### EXTRAIT PRÉSENTÉ
Suggérer que nous devons nous « questionner sur notre part de responsabilité collective » afin de chercher à apporter des réponses à un mal qui s’aggrave. N’est-ce pas culpabiliser ou considérer un peu complices des braves gens qui n’ont rien à voir avec le crime sous quelque forme que ce soit ?

Je vais compléter mon propos. La société corse paye depuis des décennies un lourd tribut à la violence criminelle qu'elle rejette avec vigueur. Pour autant cette infime minorité agissante qui inocule la souffrance et la mort ne vient pas de nulle part. Quelles sont les causes ou les motivations de ces logiques mortifères ? L’ascension sociale, l'enrichissement, le pouvoir, l'obsession de la vengeance. Certainement. Mais l'analyse ne doit-elle pas aller au delà ? Pour mieux comprendre et combattre le phénomène de la délinquance en Corse qui est une réalité plus complexe qu'il n'y paraît, il faut se saisir de ses origines et de ses ressorts. En gardant présent à l'esprit que cette violence est ancrée dans notre histoire quand bien même a-t-elle évolué dans ses manifestations, et qu’elle navigue entre injustices sociales criantes, non développement économique, conduites à risque, drogue, échec scolaire, clanisme, codes culturels dévoyés, déficit de confiance dans nos institutions judiciaire et policière que l'on a tendance souvent par facilité à imputer à l'État. Les soubassements de cette criminalité, comme autant de dysfonctionnements sociétaux, dont nous sommes peu ou prou collectivement comptables doivent interpeller les citoyens que nous sommes et aiguiller les choix de nos politiques publiques.


L’action citoyenne des collectifs anti-mafia est-elle une réponse, a-t-elle des vertus salutaires ?

Je veux avoir une pensée pour toutes les victimes de la criminalité dont les visages se sont éteints pour toujours dans une horreur indicible. Je suis avocat. Je défends des mis en cause mais également des victimes et leurs familles. Mon propos, qui n’est pas confiné à l’expression corporatiste de mon exercice professionnel, est avant tout celui d’un citoyen qui aspire ardemment comme tout en chacun vivre dans une société sécure, sereine et pacifiée qui protège les droits et les libertés de tous. Le travail de vigilance citoyenne et de mobilisation des consciences que font les collectifs anti-mafia est particulièrement méritoire. Mais cette parole déterminée et courageuse ne porte pas pour autant le flambeau de la vérité absolue et définitive. Loin s’en faut lorsqu’ils prônent la mise en œuvre de dispositifs qui grignotent nos valeurs fondamentales, ce qui nous renvoie à la nécessité d'une éthique de la responsabilité, éduquée à la nuance et à la complexité, exigeant la sauvegarde d'une démocratie équilibrée.

### TÂCHES À RÉALISER
- 1) Renvoyez tel quel le passage de l'extrait sur la criminalité en Corse qui s'ouvre sur les mots contenant « Suggérer que nous » et se clôt sur « que ce soit ? ».
- 2) Traduisez en anglais la phrase suivante de l'extrait sur la criminalité en Corse : « La société corse paye depuis des décennies un lourd tribut à la violence criminelle qu'elle rejette avec vigueur. »

### DONNÉES BRUTES
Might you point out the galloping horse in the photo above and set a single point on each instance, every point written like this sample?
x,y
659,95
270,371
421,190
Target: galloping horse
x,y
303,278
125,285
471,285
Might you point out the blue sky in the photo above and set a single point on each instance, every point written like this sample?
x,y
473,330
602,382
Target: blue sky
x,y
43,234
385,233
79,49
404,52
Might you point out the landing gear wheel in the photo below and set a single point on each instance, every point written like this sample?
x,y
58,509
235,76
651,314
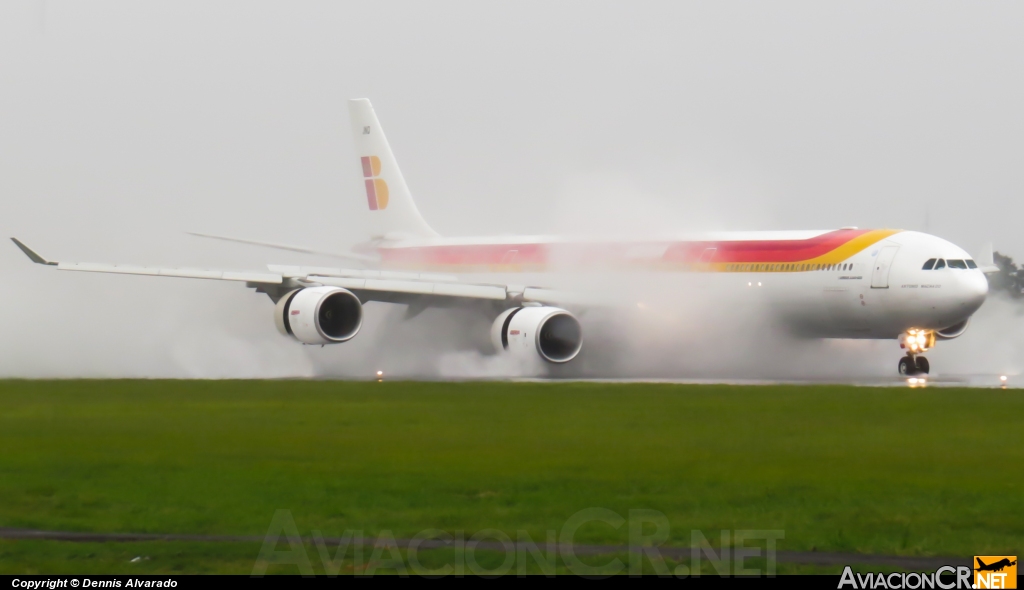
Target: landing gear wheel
x,y
923,366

### RÉPONSES PAR TÂCHE
- 1)
Suggérer que nous devons nous « questionner sur notre part de responsabilité collective » afin de chercher à apporter des réponses à un mal qui s’aggrave. N’est-ce pas culpabiliser ou considérer un peu complices des braves gens qui n’ont rien à voir avec le crime sous quelque forme que ce soit ?

- 2) For decades, Corsican society has paid a heavy toll to criminal violence, which it vigorously rejects.